Dataset items:
***

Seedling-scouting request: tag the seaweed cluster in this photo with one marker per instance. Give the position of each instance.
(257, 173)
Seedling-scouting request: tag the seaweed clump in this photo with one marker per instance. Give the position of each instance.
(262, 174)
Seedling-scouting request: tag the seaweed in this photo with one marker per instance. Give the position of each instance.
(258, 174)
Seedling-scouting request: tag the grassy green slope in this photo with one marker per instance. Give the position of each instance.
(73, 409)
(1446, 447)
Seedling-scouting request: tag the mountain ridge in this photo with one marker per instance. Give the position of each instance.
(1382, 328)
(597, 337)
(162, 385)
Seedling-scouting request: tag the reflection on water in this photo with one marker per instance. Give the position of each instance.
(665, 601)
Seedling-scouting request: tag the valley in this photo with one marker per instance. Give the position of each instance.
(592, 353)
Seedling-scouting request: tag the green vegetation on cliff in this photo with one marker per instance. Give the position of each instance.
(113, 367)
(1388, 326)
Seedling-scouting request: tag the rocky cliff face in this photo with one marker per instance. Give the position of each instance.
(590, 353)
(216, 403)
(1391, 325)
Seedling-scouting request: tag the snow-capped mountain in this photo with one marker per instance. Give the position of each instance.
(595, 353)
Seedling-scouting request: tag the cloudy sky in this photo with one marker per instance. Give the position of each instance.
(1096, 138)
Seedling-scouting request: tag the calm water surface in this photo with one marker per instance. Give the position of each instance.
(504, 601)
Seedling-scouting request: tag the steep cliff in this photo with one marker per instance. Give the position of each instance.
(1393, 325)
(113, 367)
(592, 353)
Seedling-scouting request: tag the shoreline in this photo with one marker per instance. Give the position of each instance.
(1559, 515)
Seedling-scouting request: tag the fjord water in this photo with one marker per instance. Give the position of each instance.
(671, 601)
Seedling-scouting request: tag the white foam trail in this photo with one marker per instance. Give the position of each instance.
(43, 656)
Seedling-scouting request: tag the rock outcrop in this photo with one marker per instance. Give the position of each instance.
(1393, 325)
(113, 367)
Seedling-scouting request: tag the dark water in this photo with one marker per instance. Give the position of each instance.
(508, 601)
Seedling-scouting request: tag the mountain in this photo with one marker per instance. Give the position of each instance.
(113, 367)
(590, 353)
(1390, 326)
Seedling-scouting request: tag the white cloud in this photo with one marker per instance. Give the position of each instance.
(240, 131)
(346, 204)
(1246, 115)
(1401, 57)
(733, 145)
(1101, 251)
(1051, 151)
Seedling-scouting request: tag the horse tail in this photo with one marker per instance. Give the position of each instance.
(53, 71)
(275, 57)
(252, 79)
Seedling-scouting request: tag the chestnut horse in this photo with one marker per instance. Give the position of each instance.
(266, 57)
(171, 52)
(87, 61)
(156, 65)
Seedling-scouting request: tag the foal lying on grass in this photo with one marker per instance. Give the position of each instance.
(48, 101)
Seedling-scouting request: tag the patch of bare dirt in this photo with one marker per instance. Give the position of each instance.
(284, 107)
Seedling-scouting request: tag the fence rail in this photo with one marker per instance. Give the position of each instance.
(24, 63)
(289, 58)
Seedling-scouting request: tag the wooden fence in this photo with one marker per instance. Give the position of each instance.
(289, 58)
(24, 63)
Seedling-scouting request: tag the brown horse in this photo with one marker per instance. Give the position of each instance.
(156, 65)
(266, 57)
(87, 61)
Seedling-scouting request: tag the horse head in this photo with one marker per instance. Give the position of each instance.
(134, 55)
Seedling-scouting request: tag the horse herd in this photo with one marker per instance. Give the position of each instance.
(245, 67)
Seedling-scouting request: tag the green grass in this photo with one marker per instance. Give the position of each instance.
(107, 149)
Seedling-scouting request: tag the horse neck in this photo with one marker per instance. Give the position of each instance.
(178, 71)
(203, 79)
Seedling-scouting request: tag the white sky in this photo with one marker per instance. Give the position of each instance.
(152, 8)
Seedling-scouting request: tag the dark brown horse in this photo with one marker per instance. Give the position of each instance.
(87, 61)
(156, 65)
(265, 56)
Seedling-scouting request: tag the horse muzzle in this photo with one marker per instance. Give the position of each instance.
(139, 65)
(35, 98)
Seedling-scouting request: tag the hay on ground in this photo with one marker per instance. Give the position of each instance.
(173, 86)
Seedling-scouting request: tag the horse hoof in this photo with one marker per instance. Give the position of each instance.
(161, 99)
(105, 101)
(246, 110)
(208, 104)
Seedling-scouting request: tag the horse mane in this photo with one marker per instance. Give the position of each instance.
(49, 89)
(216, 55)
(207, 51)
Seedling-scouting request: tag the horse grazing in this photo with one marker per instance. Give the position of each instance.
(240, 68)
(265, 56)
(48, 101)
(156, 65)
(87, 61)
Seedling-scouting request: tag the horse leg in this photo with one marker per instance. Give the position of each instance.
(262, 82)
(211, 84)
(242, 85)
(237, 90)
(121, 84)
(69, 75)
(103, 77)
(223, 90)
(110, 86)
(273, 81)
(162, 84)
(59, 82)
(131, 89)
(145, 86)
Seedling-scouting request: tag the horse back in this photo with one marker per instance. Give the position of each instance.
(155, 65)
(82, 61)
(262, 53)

***

§ PROBLEM REQUIREMENTS: Repeat every line of the records above exactly.

§ RESULT:
Seedling-scouting request: tag the seaweed cluster in this photo with one marker per instance. Give the position of each instance.
(257, 173)
Seedling-scouting request: tag the seaweed clump in this photo with one marker per instance. Give the position of each instance.
(262, 174)
Seedling-scouting request: tag the seaweed in this photo with one marker per instance. Give the position of each instance.
(258, 174)
Seedling-scouting request: tag the grassy green slope in this photo with one marker per instance. Give the position of each instance.
(73, 409)
(1446, 447)
Seedling-scouting request: tag the mountain ridge in this photo with one marker per instance. Give the position of each instance.
(1382, 328)
(597, 337)
(162, 385)
Seedling-scouting request: tag the reflection on water in this photo with one marker per instance. Give the position of each instance.
(665, 601)
Seedling-scouting request: tag the valley in this photo with one marker per instance. Give the position of each instance.
(592, 353)
Seedling-scouting request: tag the green vegetation on cliff in this photo with one marker per instance. Give the position of each instance.
(113, 367)
(1388, 326)
Seedling-scouting request: tag the rocky cliff face in this photo with one marker per instance. Give the position of each instance.
(590, 353)
(216, 403)
(1391, 325)
Seedling-scouting request: tag the snow-capped mountain in this photo with one marker per instance. Give the position of each instance.
(595, 353)
Seedling-scouting request: tag the cloudy sky in this photo with one marker per instance. Give the position of each instance.
(1096, 138)
Seedling-scouting request: tag the calm water surface in this photo with one marker per instance. Give the position of each instance.
(504, 601)
Seedling-scouting request: tag the steep cliff in this photo with one marker per instance. Give the position of each instance.
(1393, 325)
(113, 367)
(592, 353)
Seedling-scouting request: tag the shoreline in this photo with one marker per instance. Give the position of each instance.
(1559, 515)
Seedling-scouting request: tag the fjord water in this photo with one marker per instance. Give the position of each instance.
(671, 601)
Seedling-scouting request: tag the white foam trail in this photo with one marker per instance. Give the position of each instance.
(43, 656)
Seedling-scouting request: tag the rock outcrop in this photo with one marker per instance. Give the position of each instance.
(1393, 325)
(113, 367)
Seedling-scouting request: tag the dark water in this photo with one marker per instance. Give the position of each instance.
(508, 601)
Seedling-scouting request: tag the mountain in this photo with one marker per instance. Give the position of each instance.
(113, 367)
(590, 353)
(1390, 326)
Seedling-scouting request: tag the white cloud in this photo with one marker per instance. Give the position of each instance.
(240, 131)
(346, 204)
(1246, 115)
(1401, 57)
(733, 145)
(1101, 251)
(1051, 151)
Seedling-scouting request: tag the horse tail in this photo with one marker per instance. Give the position of each instance.
(53, 71)
(275, 57)
(252, 79)
Seedling-scouting request: tag the chestnut horse in this photo with one marker per instance. Give the position of each instance.
(266, 57)
(171, 52)
(87, 61)
(156, 65)
Seedling-scouting request: tag the foal lying on grass in this photo with one marker per instance. Give the position of each instance.
(48, 101)
Seedling-scouting request: tag the patch of bare dirt in this photo with one marker per instance. Give the position of each instance.
(284, 107)
Seedling-scouting request: tag the fence rail in this photo with one marker per instance. Give the position of each instance.
(24, 63)
(289, 58)
Seedling-scouting request: tag the wooden fence in this photo with one marker per instance. Give the position of each instance.
(289, 58)
(24, 63)
Seedling-scouting request: tag the brown horse in this photo with one marker per instance. Give the position of each instance.
(156, 65)
(266, 57)
(87, 61)
Seedling-scouting request: tag the horse head in this photo with one marker per instance. Give the position of each instance.
(134, 55)
Seedling-scouting request: tag the horse herd in this photo with one marker per instance. Give the position of each instance.
(245, 67)
Seedling-scouting request: tag the green grass in this photo with one marker per instance. Give the position of each instance.
(107, 149)
Seedling-scouting request: tag the horse neck in this photo with one marker per instance. Give the position of each instance.
(178, 71)
(203, 79)
Seedling-scouting request: tag the white sky in this photo with one marker per instance. Give the position of each instance.
(152, 8)
Seedling-scouting request: tag the dark brown horse in this photo with one marker per instance. Give the position of each instance.
(87, 61)
(156, 65)
(265, 56)
Seedling-scouting request: tag the horse muzzle in this photo with one marker per instance. Give the position of each instance.
(139, 65)
(35, 98)
Seedling-scouting request: tag the hay on ground in this photo with one marker per instance. Give the position of each instance.
(173, 86)
Seedling-scouting request: tag the horse hoof in this photo with one marker per instance. Give the position of each instance.
(161, 99)
(105, 101)
(246, 110)
(208, 104)
Seedling-scouting request: tag the horse mane in this photo with one marker per instance. Give the position of each instance.
(49, 89)
(216, 55)
(207, 51)
Seedling-scouting request: tag the horse grazing in this photo with one marker per instance. Give the position of each instance.
(240, 68)
(265, 56)
(48, 101)
(156, 65)
(87, 61)
Seedling-scouting request: tag the horse leg in this photo with one marker per instance. Give the position of each instance.
(262, 82)
(211, 84)
(242, 85)
(237, 90)
(121, 84)
(69, 75)
(103, 77)
(223, 90)
(110, 86)
(273, 81)
(162, 84)
(59, 82)
(131, 89)
(145, 86)
Seedling-scouting request: tag the horse back in this photo with one marker per instance. Give the position of each instance.
(155, 65)
(82, 61)
(262, 53)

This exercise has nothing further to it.